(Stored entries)

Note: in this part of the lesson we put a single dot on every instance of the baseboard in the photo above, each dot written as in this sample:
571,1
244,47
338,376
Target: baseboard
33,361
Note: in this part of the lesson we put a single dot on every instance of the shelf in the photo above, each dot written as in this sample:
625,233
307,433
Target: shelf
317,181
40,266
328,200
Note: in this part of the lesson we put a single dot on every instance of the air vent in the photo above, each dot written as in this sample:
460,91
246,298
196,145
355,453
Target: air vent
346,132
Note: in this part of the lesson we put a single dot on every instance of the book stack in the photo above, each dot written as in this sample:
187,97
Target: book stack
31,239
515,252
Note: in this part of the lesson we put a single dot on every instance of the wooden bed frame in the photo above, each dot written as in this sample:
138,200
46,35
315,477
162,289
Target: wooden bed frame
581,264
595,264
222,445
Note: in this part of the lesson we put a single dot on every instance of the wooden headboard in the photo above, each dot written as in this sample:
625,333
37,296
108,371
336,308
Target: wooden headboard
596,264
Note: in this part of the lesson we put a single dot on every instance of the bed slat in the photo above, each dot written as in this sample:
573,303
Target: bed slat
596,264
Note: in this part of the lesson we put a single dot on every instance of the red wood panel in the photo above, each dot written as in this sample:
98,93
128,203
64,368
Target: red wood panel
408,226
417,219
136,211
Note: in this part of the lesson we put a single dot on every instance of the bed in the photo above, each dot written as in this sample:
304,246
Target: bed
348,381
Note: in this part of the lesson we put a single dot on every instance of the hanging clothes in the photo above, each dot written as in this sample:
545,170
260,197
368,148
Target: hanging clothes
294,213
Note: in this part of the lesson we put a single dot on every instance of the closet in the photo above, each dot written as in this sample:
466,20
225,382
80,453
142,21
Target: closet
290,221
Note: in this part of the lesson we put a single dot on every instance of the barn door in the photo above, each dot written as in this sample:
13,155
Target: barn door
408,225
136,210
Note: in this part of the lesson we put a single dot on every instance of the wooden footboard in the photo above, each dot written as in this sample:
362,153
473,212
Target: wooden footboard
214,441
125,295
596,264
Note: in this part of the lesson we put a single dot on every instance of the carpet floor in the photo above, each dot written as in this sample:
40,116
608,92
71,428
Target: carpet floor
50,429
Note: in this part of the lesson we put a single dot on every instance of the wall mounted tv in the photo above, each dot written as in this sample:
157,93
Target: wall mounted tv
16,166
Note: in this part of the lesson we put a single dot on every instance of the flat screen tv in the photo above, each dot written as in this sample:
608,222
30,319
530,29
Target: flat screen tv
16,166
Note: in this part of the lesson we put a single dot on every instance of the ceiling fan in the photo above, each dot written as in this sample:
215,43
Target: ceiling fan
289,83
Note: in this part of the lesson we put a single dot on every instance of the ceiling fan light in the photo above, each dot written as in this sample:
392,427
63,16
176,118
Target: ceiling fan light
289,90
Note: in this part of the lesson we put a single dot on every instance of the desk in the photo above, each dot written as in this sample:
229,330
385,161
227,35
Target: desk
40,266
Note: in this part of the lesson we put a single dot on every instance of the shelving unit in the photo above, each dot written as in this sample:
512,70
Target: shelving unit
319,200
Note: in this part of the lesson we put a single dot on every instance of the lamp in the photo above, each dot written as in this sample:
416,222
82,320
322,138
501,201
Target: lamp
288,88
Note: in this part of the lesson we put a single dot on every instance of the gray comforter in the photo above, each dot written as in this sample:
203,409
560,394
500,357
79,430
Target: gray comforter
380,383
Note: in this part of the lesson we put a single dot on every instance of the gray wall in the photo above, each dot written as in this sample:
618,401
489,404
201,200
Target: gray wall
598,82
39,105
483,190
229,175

**INSTRUCTIONS TO FOLLOW:**
Reproduce every line from the one with "the gray wall" up to and including the last line of the items, scaling only the answer point coordinates by 1.65 and rounding each result to a whole number, with halves rounded up.

**FINAL ANSWER:**
Note: in this part of the lesson we put a single dot on every instance of the gray wall in the photo above, each dot written as in this sample:
618,401
489,404
201,200
Target: gray wall
987,135
64,173
797,314
378,289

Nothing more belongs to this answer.